- Apply what you read
**1)** According to the CORE-GPT announcement, how many open access scientific articles does CORE's corpus hold?
**2)** Continue the CORE-GPT announcement from its last sentence, keeping the same voice.

CORE-GPT: Combining Open Access research and AI for credible, trustworthy question answering

Update 6th July 2023 – Our paper entitled “CORE-GPT: Combining Open Access research and large language models for credible, trustworthy question answering.” has been accepted to TPDL2023 and will be published in the LCNS series by Springer.

The public release of ChatGPT-3 in November last year captured the public’s imagination and turned this technology into front page news overnight. Only this week we saw the release of its much more powerful sibling, ChatGPT-4. In just a few short weeks there have already been some frankly startling demonstrations of the capabilities of these models, from writing poetry to code completion amongst many others.

Today we’re excited to unveil a project we’ve been working on here called CORE-GPT. The CORE-GPT application is a step change in academic question answering. Our key development is that the provided answer is not just drawn from the model itself, as is done with ChatGPT and others, but is based on, and backed by, CORE’s vast corpus of 34 million open access scientific articles.

The answers provided by CORE-GPT are accompanied by citations to the scientific articles on which the answer is based. Links to the PDF version of these papers are also given so the reader or researcher can then quickly refer to these and also find other relevant articles.

- Provided material

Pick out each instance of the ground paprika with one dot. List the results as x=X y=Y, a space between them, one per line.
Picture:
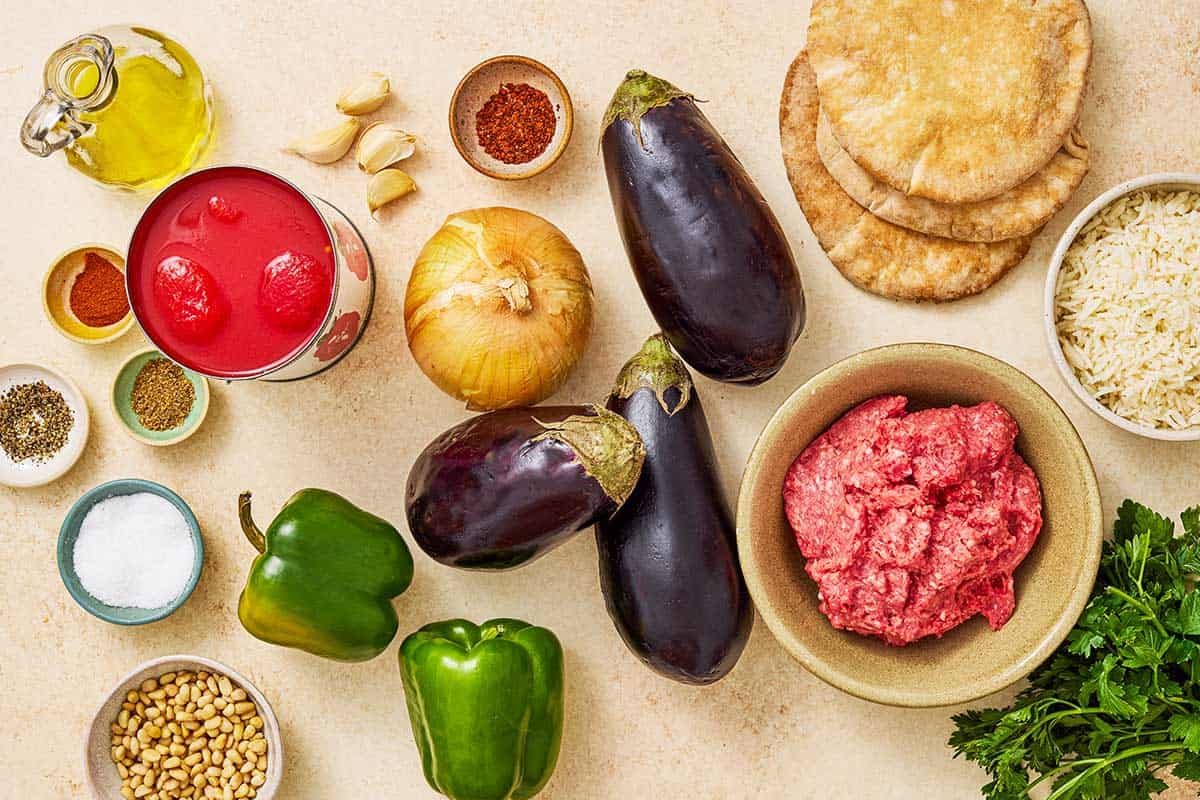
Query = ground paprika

- Expected responses
**1)** 34 million.

**2)**
Generative AI and Large Language Models are powerful, but far from perfect. They can provide extremely authoritative sounding answers, whilst actually just making stuff up completely. The modellers call these erroneous answers ‘hallucinations’ and they present a tricky problem. If the answers provided by these models might be spurious, this immediately makes their output far less credible or trustworthy.

CORE-GPT offers a solution to this problem. By ensuring that answers given are derived exclusively from scientific documents, this largely eliminates the risk of generating incorrect or misleading information. Further, by providing direct links to the scientific articles on which the answer is based, this greatly increases the trustworthiness of the given results.

We’re really excited by these latest developments and we are currently working on effectively scaling CORE-GPT so we can bring it to our 20 million monthly users very soon.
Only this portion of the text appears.